## 課題 a
記録のうち「Q: Locate the green」を含む行から記録の末尾までを両端を含めて再掲し、その中の「photo」を「image」に改めてください。ほかの部分は一切変えず、画像は含めないでください。

━━━━━ 引用文 ━━━━━

美星天文台を背景に昇る北斗七星とカシオペア座(写真提供:美星天文台)
美星天文台を背景に昇る北斗七星とカシオペア座(写真提供:美星天文台)

 美星町が目指した「コミュニティー部門」は町や市といった自治体が対象で、星空を守る条例が必要なほか、街灯についても厳しい基準が設けられている。

「街灯を基準に適合する光の色や方向を照らすものに切り替える必要がありました。市販品はなかったので、パナソニックにお願いしたら、『ぜひ協力しましょう』と、開発してくれたんです」(小川さん)

 約400カ所の街灯を交換する費用は市の補助金のほか、クラウドファンディングで約600万円を集めた。

 コミュニティー部門での認定はアジア初となる。

 今月12日、井原市内で認定証書授与式が行われ、大舌勲市長や伊原木隆太知事らが出席。「天文王国おかやま」をPRした。

「岡山県は全国的にも晴天率が高く、天気が安定しています。そういう面でも星空を楽しむのに適しています。『星空ツアーを企画したい』という問い合わせも増えてきました」(小川さん)

神津島・ありま展望台から写した夏の大三角と木星(写真提供:古谷亘)
神津島・ありま展望台から写した夏の大三角と木星(写真提供:古谷亘)

■神津島の温泉で満天の星空を堪能

 昨年12月に国内2番目の星空保護区に認定されたのは伊豆諸島の神津島。こちらも町ぐるみで星空観光に力を入れている。

 観光協会のホームページを開くと、島のシンボルである天上山の上にきらめく星が広がる。

━━━━━ 提供記録 ━━━━━

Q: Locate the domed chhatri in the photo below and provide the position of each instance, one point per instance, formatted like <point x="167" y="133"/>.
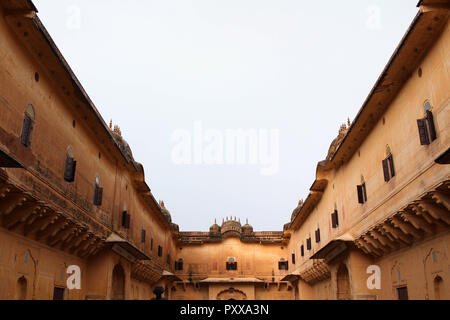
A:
<point x="247" y="229"/>
<point x="215" y="228"/>
<point x="231" y="227"/>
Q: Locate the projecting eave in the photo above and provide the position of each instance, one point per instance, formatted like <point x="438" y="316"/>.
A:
<point x="22" y="18"/>
<point x="425" y="28"/>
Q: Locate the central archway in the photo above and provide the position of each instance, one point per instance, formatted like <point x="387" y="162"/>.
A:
<point x="118" y="283"/>
<point x="231" y="294"/>
<point x="343" y="283"/>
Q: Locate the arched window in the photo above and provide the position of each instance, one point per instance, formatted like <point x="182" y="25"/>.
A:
<point x="126" y="218"/>
<point x="179" y="264"/>
<point x="362" y="193"/>
<point x="231" y="263"/>
<point x="21" y="288"/>
<point x="71" y="164"/>
<point x="118" y="283"/>
<point x="343" y="283"/>
<point x="388" y="165"/>
<point x="27" y="128"/>
<point x="427" y="129"/>
<point x="438" y="284"/>
<point x="98" y="192"/>
<point x="283" y="264"/>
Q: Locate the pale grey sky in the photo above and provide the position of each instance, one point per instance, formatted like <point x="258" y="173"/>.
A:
<point x="156" y="67"/>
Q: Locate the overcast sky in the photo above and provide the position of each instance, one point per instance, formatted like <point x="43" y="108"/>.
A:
<point x="160" y="69"/>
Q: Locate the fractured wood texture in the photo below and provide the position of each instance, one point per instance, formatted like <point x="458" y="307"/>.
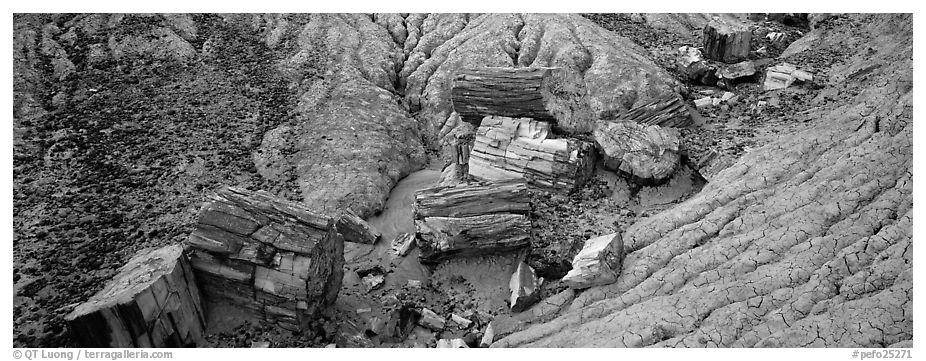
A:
<point x="471" y="219"/>
<point x="726" y="41"/>
<point x="152" y="302"/>
<point x="508" y="148"/>
<point x="670" y="112"/>
<point x="473" y="199"/>
<point x="268" y="256"/>
<point x="548" y="94"/>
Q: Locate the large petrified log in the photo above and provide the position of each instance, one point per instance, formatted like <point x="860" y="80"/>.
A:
<point x="726" y="40"/>
<point x="508" y="148"/>
<point x="440" y="238"/>
<point x="648" y="155"/>
<point x="471" y="218"/>
<point x="275" y="258"/>
<point x="473" y="199"/>
<point x="667" y="112"/>
<point x="548" y="94"/>
<point x="152" y="302"/>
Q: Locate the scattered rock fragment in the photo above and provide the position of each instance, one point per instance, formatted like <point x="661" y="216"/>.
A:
<point x="525" y="288"/>
<point x="373" y="281"/>
<point x="454" y="343"/>
<point x="704" y="102"/>
<point x="646" y="154"/>
<point x="376" y="325"/>
<point x="487" y="337"/>
<point x="598" y="263"/>
<point x="403" y="244"/>
<point x="733" y="74"/>
<point x="783" y="75"/>
<point x="462" y="322"/>
<point x="431" y="320"/>
<point x="690" y="62"/>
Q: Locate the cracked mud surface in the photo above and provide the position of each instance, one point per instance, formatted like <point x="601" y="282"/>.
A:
<point x="802" y="237"/>
<point x="805" y="241"/>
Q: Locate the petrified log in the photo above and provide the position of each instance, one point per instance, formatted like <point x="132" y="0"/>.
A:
<point x="152" y="302"/>
<point x="440" y="238"/>
<point x="670" y="112"/>
<point x="648" y="155"/>
<point x="454" y="343"/>
<point x="403" y="244"/>
<point x="355" y="229"/>
<point x="525" y="287"/>
<point x="548" y="94"/>
<point x="268" y="256"/>
<point x="431" y="320"/>
<point x="726" y="41"/>
<point x="508" y="148"/>
<point x="598" y="263"/>
<point x="473" y="199"/>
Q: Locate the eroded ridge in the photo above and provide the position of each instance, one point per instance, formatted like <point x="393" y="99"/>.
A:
<point x="805" y="241"/>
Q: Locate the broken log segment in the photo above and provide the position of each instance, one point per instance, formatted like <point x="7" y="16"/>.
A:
<point x="267" y="256"/>
<point x="440" y="238"/>
<point x="670" y="112"/>
<point x="403" y="244"/>
<point x="647" y="155"/>
<point x="152" y="302"/>
<point x="508" y="148"/>
<point x="726" y="41"/>
<point x="355" y="229"/>
<point x="473" y="199"/>
<point x="548" y="94"/>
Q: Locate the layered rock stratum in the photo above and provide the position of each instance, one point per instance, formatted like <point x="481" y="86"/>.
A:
<point x="803" y="242"/>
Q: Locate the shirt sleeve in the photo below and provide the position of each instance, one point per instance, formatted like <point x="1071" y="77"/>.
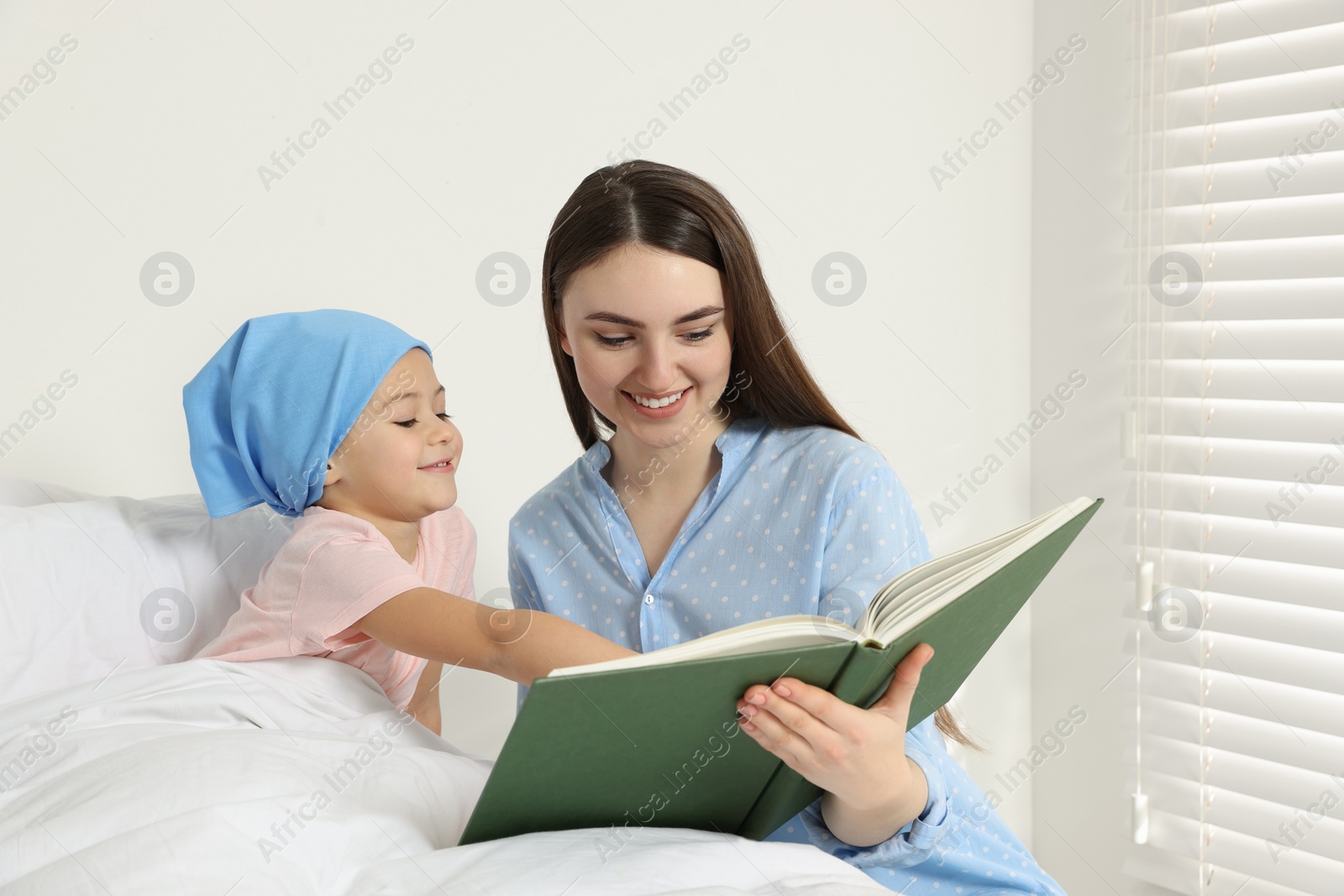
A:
<point x="522" y="590"/>
<point x="874" y="537"/>
<point x="346" y="578"/>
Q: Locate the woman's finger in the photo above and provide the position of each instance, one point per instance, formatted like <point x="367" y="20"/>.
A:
<point x="779" y="738"/>
<point x="895" y="701"/>
<point x="824" y="707"/>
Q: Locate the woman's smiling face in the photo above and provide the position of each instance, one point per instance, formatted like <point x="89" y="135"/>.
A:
<point x="645" y="327"/>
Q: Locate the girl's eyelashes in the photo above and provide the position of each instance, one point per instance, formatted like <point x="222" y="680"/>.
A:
<point x="698" y="336"/>
<point x="413" y="422"/>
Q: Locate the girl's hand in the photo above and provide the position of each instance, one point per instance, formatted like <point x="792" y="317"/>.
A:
<point x="857" y="755"/>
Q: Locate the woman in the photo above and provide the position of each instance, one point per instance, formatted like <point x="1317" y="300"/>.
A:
<point x="730" y="490"/>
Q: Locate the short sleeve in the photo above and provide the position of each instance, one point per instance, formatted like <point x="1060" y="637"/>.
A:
<point x="346" y="578"/>
<point x="874" y="537"/>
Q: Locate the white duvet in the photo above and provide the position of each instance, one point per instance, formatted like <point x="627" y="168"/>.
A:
<point x="299" y="777"/>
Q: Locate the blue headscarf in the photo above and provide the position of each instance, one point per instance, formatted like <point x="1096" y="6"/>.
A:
<point x="266" y="412"/>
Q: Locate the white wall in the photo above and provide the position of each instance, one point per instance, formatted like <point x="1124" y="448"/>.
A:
<point x="823" y="134"/>
<point x="1079" y="322"/>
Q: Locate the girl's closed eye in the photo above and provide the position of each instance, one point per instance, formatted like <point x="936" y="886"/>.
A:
<point x="413" y="422"/>
<point x="698" y="336"/>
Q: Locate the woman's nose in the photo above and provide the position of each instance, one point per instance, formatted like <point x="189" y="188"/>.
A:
<point x="658" y="365"/>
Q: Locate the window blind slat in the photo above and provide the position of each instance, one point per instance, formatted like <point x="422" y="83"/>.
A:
<point x="1236" y="432"/>
<point x="1287" y="786"/>
<point x="1281" y="582"/>
<point x="1256" y="499"/>
<point x="1278" y="217"/>
<point x="1253" y="817"/>
<point x="1182" y="875"/>
<point x="1233" y="856"/>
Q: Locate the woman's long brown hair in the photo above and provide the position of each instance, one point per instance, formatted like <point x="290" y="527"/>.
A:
<point x="663" y="207"/>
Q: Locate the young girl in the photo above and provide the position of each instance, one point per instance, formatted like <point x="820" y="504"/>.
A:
<point x="718" y="485"/>
<point x="339" y="418"/>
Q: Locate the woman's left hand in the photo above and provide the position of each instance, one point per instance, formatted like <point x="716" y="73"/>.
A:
<point x="857" y="755"/>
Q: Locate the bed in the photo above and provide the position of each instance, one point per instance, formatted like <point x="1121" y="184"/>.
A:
<point x="128" y="768"/>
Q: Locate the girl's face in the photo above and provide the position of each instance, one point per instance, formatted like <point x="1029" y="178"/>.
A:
<point x="645" y="327"/>
<point x="385" y="466"/>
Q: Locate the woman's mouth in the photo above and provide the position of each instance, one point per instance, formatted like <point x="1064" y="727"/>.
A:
<point x="658" y="407"/>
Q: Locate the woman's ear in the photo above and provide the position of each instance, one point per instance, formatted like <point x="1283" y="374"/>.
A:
<point x="559" y="328"/>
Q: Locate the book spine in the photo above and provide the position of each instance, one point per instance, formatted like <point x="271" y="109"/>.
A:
<point x="788" y="793"/>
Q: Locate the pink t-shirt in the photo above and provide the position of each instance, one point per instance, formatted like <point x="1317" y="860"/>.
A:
<point x="333" y="571"/>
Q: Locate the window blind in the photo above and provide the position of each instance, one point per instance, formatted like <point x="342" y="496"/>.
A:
<point x="1236" y="432"/>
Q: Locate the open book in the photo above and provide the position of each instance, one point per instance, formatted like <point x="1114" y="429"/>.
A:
<point x="654" y="739"/>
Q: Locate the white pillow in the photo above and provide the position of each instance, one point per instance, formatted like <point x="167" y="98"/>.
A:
<point x="93" y="586"/>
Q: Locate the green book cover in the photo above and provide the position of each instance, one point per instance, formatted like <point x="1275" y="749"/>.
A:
<point x="660" y="745"/>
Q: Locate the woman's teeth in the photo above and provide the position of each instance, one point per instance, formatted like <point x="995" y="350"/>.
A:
<point x="660" y="402"/>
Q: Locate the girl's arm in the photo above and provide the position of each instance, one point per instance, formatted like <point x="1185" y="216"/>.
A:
<point x="519" y="645"/>
<point x="423" y="703"/>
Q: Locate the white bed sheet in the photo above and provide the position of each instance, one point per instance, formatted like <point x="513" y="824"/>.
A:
<point x="181" y="778"/>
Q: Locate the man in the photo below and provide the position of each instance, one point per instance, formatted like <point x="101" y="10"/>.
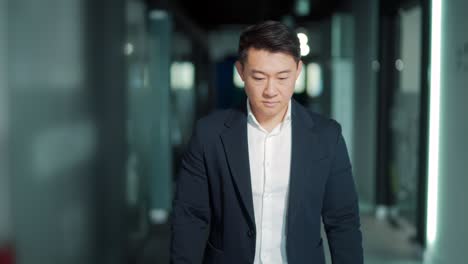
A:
<point x="255" y="183"/>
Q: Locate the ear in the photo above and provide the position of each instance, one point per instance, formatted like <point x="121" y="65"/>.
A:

━━━━━

## 課題 b
引用文によれば、約400カ所の街灯を交換する費用として、クラウドファンディングでいくら集められましたか。

## 解答 a
Q: Locate the green book cover in the image above and provide the position of each instance, one point per instance, formatted like <point x="1275" y="749"/>.
A:
<point x="660" y="745"/>
Q: Locate the woman's teeth in the image above and provide the position of each instance, one point per instance, formatted like <point x="995" y="350"/>.
A:
<point x="660" y="402"/>
Q: Locate the girl's arm in the image above and provide the position of each instance, one point per instance, formatted like <point x="1185" y="216"/>.
A:
<point x="519" y="645"/>
<point x="423" y="703"/>
Q: Locate the white bed sheet in the image above and provide the position of each instance, one point per instance, formatted like <point x="513" y="824"/>.
A:
<point x="181" y="778"/>
Q: Locate the man in the image below and provide the position of each instance, one point per instance, formatted like <point x="101" y="10"/>.
A:
<point x="255" y="183"/>
Q: Locate the ear in the image above and provide the position of each instance, one point per instance, formatted like <point x="121" y="65"/>.
A:

## 解答 b
約600万円です。